(PAGE TEXT Opens)

Typos - beauty mark or cancer on the face of our poetry collections?  What poet does not turn to their poem, their bio, in a journal, to see if it has been blighted?  What book, no matter how carefully screened, vetted, pruned, pried at, inspected, and glowered upon, does not seem to smuggle in a typo, or two?  Like bedbugs - where do they come from?  Something there is in language that does not love perfection - or at least, in type-setting.  Even with a slew of eyes on the text, they come in, unwanted visitors, stowaways, thieves of our ideals, mocking us, belittling the book.  Or, should they be read as delightful imps, welcome scallywags?  Reminders of our flaws, modest interlopers, gadflies of marring benevolence?  Either way, what you print is not always what you get, or what you wanted is not always what's inscribed.  Eyewear is riddled with them, so is the wider world.  Let's dunce.

Comments

Sheenagh Pugh said…
I think a poet's own typos are often the subconscious mind working; we should be prepared to let the keyboard join in the creative process. But typos happen in the printing process for two reasons. First, poets seldom have any real training in proof-reading; they read what they expect to see, like most folks. I used to work in a government legal division proofing statutory instruments; if you get it wrong there. you're looking at expensive amending legislation, so you don't, mostly (because you use techniques like reading the text backwards and cross-checking with someone else).

The other reason, I'm afraid, is that too many poets and editors these days don't know "it's" from "its", and similar potential errors, in the first place...
Unknown said…
I don't unerstand wat you're talking about.
Poetry Pleases! said…
Dear Todd

The surprising thing is how often a typo actually improves a poem! I agree with Sheenagh. I think it's (correct, Sheenagh?) sometimes the subconscious mind endeavouring to have the last word.

(PAGE TEXT Closes)
(INFORMATION SHOWN Opens)

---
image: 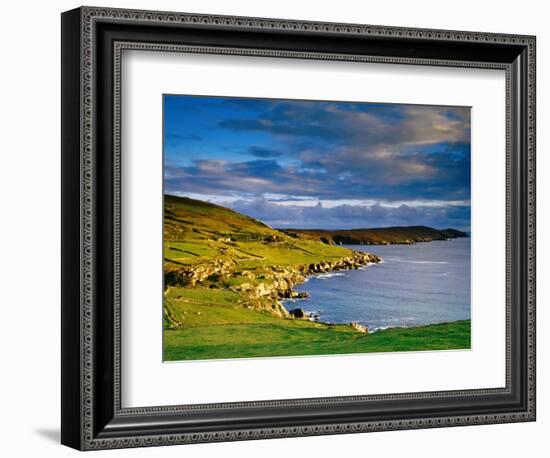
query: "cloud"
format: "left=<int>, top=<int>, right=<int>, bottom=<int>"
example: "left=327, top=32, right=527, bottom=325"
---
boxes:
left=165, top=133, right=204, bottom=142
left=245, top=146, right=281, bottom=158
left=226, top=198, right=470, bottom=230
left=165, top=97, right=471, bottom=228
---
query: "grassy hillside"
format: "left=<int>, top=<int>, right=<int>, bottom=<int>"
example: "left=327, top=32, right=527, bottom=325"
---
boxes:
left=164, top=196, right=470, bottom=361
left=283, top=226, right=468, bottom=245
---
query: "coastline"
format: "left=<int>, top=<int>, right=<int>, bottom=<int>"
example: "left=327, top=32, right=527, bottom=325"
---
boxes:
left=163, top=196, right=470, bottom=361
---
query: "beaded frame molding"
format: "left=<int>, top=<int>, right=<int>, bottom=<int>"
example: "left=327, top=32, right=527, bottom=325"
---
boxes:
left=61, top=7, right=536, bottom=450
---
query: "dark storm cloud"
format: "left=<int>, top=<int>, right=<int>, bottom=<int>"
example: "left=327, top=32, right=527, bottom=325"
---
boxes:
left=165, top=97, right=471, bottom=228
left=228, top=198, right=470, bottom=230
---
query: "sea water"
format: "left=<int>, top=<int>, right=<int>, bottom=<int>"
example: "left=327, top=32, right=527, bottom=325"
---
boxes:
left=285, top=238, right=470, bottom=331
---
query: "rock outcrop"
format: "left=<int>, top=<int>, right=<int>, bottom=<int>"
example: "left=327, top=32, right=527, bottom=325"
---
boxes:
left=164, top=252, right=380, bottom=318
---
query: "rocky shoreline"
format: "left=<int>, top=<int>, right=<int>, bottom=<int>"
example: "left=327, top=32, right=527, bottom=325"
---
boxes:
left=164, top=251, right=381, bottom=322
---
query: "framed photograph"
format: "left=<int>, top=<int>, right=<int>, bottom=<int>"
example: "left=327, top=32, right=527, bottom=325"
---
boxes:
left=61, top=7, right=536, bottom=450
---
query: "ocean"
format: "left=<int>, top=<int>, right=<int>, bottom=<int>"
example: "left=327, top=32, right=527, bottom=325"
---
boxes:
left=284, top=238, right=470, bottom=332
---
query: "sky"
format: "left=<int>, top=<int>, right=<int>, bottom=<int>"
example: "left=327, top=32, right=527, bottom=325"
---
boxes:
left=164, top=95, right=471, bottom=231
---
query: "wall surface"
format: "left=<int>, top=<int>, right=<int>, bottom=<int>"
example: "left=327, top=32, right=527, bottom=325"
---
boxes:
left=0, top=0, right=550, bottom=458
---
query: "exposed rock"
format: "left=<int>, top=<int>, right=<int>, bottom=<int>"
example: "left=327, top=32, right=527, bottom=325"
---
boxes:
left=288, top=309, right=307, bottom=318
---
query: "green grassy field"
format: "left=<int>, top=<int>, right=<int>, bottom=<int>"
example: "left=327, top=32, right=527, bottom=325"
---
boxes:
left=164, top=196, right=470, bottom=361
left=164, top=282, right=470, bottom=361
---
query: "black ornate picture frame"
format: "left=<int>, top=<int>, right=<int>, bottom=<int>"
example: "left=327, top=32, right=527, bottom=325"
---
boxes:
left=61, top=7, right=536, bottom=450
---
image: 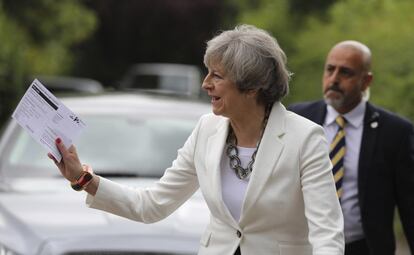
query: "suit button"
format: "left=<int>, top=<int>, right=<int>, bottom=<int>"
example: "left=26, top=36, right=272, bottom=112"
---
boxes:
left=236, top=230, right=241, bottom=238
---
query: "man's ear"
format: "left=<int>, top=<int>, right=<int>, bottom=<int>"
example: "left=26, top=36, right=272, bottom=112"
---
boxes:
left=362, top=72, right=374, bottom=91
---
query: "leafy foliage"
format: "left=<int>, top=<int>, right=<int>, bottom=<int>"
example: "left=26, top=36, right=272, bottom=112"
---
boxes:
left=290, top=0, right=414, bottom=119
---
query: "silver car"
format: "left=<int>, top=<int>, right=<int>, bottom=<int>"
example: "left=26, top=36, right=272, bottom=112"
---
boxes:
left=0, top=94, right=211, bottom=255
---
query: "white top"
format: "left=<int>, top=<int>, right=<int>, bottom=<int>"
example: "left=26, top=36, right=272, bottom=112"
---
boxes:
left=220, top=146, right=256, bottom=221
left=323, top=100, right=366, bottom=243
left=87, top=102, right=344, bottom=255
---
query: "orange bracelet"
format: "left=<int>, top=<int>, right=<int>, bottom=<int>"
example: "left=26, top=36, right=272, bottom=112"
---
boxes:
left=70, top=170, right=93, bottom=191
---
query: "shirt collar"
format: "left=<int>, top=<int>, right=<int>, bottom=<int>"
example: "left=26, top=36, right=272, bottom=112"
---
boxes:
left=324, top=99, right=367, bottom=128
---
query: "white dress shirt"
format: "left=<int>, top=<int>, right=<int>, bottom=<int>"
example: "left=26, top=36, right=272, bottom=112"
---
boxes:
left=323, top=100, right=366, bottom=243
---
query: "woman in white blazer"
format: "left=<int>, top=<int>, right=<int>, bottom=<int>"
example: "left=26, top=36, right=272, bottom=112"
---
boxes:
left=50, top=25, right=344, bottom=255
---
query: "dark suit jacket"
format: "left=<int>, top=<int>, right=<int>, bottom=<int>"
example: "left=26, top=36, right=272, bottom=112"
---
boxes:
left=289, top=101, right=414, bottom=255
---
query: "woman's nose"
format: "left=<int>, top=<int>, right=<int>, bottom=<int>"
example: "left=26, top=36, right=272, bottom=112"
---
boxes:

(INFORMATION SHOWN Closes)

### TASKS AND EXERCISES:
A - The typos post includes a comment about proofing statutory instruments in a government legal division. According to that comment, why were errors in that work mostly avoided?
B - Answer these questions from the typos post:
(i) To what pest does the post compare typos when asking where they come from?
(ii) According to Sheenagh Pugh, what do poets tend to do when reading their own text, given their lack of proofreading training?
(iii) Whom does the Poetry Pleases! comment address?
C - List every name shown as a commenter in the comments on the typos post.

### REPLIES:
A - A mistake there meant expensive amending legislation. Proofreaders therefore used techniques such as reading the text backwards and cross-checking with someone else.

B -
(i) Bedbugs.
(ii) They read what they expect to see.
(iii) Todd.

C -
- Sheenagh Pugh
- Unknown
- Poetry Pleases!